[Problems to solve]
#1 According to the text on cubitus varus, why can the deformity be diagnosed only after the earlier fracture has healed?
#2 List every bone named in the text on cubitus varus.

[Text under study]
★ ★ ★ ★ ★ ★ ★

Deformity involving inward deviation of an extended forearm

Cubitus varus is a varus deformity in which the extended forearm is deviated towards midline of the body.

Cubitus varus is often referred to as "Gunstock deformity", due to the crooked nature of the healing.

The "opposite" condition is cubitus valgus.

==Signs and symptoms==
===Complications===
Instances in which the medial epicondyle of the distal humerus is malformed due to the initial fracture at the humeral endplate may result in subluxation (snapping) of the ulnar nerve over the medial epicondyle with active flexion and extension of the elbow. In such instances, conductance of the ulnar nerve may be compromised due to chronic irritation, potentially resulting in irreversible ulnar neuropathy.

==Causes==
A common cause is a supracondylar fracture of the humerus. It can be corrected via a corrective osteotomy of the humerus and either internal or external fixation of the bone until union.

==Diagnosis==
Cubitus varus is not able to be diagnosed until after healing of the prior fracture, as the arm must be in full extension, not flexion, for the deformity to be noticed.

==Prognosis==
A cubitus varus deformity is more cosmetic than limiting of any function, however internal rotation of the radius over the ulna may be limited due to the overgrowth of the humerus. This may be noticeable during an activity such as using a computer mouse.

★ ★ ★ ★ ★ ★ ★

[Supplied data]
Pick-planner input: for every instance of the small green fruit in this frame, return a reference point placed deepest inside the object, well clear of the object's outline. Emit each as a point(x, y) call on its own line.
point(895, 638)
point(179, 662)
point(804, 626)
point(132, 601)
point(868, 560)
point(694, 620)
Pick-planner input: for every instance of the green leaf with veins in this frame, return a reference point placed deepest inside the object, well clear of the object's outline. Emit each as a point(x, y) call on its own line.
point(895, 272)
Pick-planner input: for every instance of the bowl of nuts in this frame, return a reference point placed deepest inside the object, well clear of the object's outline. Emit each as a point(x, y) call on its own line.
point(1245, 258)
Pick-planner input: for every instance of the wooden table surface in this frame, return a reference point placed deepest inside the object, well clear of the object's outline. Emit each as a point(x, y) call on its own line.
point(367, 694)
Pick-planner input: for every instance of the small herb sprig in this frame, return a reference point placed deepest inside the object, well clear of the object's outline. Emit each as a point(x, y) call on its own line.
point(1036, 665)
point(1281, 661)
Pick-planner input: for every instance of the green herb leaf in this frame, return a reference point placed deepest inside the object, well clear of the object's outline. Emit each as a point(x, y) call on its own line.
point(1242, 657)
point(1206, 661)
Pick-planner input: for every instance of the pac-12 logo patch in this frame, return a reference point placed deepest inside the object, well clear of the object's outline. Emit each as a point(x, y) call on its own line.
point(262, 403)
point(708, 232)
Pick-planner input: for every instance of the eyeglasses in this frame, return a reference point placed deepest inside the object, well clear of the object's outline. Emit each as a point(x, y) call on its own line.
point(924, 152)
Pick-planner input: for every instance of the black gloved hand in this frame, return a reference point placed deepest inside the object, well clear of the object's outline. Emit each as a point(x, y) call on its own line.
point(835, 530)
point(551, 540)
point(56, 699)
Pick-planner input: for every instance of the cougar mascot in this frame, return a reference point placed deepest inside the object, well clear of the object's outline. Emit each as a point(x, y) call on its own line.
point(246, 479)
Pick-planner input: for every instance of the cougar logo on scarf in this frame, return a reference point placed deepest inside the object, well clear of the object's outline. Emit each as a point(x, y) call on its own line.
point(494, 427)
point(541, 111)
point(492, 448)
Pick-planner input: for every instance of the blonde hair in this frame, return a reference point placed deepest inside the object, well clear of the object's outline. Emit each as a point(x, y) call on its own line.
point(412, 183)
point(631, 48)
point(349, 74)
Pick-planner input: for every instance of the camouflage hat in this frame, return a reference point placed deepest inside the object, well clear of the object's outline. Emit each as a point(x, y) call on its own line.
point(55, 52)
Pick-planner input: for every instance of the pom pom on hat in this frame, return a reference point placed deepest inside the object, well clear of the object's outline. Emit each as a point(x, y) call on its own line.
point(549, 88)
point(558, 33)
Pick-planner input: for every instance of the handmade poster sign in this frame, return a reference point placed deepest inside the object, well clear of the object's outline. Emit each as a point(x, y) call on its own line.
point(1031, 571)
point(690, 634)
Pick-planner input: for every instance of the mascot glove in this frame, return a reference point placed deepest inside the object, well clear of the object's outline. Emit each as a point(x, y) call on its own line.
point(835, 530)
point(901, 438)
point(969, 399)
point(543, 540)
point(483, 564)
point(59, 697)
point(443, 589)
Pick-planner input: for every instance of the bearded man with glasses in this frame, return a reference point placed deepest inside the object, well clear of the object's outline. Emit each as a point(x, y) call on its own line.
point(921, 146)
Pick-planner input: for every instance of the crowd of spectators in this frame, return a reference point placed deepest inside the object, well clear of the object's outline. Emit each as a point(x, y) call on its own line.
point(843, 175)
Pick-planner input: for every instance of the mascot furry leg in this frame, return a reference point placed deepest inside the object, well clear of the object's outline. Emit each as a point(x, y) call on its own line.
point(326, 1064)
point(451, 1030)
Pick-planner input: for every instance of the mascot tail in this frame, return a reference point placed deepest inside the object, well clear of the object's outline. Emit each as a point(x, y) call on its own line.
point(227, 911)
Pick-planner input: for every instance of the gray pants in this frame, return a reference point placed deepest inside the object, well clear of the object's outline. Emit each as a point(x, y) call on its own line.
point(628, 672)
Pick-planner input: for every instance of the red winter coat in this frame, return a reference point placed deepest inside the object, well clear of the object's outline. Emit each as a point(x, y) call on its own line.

★ ★ ★ ★ ★ ★ ★

[Results of the tasks]
#1 The deformity shows only when the arm is in full extension, not in flexion, so it cannot be noticed until the prior fracture has healed.

#2
- Humerus
- Radius
- Ulna